§ SELECTION

Start

In February 1944, a photographer took a series of photos at the opening of a Labor Canteen in Washington, DC. The entertainment that night was a young Pete Seeger and in the audience First Lady Eleanor Roosevelt. Two years after I found the picture, I wrote Mr. Seeger asking if he remembered the photographer. I was hoping for but not really expecting a response. But one day I checked my mail and there was a postcard.
One side was covered with words, actually one word, peace, translated into many languages. On the other side, handwritten, was essentially the following note: “Cynthia, I’m 94 years old. The details from that time aren’t so clear anymore but my memoirs are being updated and I will make sure that the photographer’s name is duly noted. Joseph Anthony Horne.”

End

Saved data entries
Start

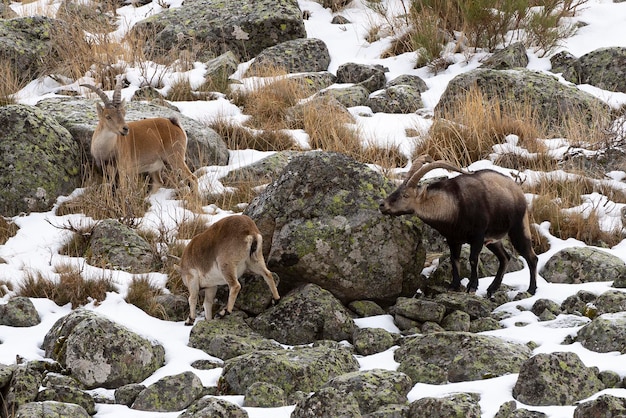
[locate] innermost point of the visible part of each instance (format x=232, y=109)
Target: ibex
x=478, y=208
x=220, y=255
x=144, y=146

End
Start

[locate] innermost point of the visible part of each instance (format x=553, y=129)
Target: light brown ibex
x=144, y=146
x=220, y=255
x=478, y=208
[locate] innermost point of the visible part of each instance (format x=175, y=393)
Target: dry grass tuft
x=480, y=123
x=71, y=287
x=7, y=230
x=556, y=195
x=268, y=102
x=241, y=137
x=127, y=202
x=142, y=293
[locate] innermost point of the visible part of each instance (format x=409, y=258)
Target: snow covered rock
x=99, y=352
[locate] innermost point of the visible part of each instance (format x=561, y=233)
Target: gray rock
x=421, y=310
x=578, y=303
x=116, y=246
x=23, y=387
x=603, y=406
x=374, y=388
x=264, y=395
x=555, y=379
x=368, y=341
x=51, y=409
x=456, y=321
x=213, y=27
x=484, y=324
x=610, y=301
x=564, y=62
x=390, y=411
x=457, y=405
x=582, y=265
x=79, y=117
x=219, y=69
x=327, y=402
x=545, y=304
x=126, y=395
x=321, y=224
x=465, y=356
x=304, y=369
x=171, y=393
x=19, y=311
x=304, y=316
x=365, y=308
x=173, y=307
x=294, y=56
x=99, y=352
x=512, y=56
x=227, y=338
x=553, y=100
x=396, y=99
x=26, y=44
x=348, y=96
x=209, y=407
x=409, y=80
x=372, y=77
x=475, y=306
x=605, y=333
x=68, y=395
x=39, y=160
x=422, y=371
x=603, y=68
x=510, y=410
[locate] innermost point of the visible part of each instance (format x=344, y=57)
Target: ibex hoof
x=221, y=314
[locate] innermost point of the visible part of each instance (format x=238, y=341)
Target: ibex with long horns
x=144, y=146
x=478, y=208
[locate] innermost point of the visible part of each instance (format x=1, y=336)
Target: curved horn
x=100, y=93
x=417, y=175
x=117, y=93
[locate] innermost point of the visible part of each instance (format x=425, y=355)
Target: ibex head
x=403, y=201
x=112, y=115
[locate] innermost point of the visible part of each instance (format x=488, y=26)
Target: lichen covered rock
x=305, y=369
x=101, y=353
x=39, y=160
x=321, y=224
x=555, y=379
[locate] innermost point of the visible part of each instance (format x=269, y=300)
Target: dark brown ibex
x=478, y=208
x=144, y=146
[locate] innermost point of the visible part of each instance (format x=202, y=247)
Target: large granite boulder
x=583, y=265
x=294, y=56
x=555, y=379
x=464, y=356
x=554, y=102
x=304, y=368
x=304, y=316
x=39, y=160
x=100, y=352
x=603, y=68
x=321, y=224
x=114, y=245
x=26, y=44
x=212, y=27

End

§ TASKS TO CARRY OUT
• 1. In the account of the Pete Seeger postcard, what word covered one side of the card?
• 2. Resume the account of the Pete Seeger postcard from the point where it stops.

§ ANSWERS TO THE EXERCISES
• 1. Peace, translated into many languages.

• 2.
Joseph Anthony Horne was born in 1911 and died in 1987. I began researching his life out of curiosity. You see, I knew a man who kept telling stories of a 1950s and 1960s childhood spent in exotic places. Of fishermen in Genoa, Italy dropping seahorses into his hands. Petting a white elephant belonging to the Maharaja of Mysore. Skating in Vienna by doctor’s orders. It was a life made possible by his father, Mr. Horne, working for the U.S. foreign service, a post he’d taken on after World War II. As for what he’d done during the war, “something involving art and books while stationed in Germany.” In the 1960s the family moved back to the U.S. to the Maryland/DC area where Horne continued to work in foreign service until retirement.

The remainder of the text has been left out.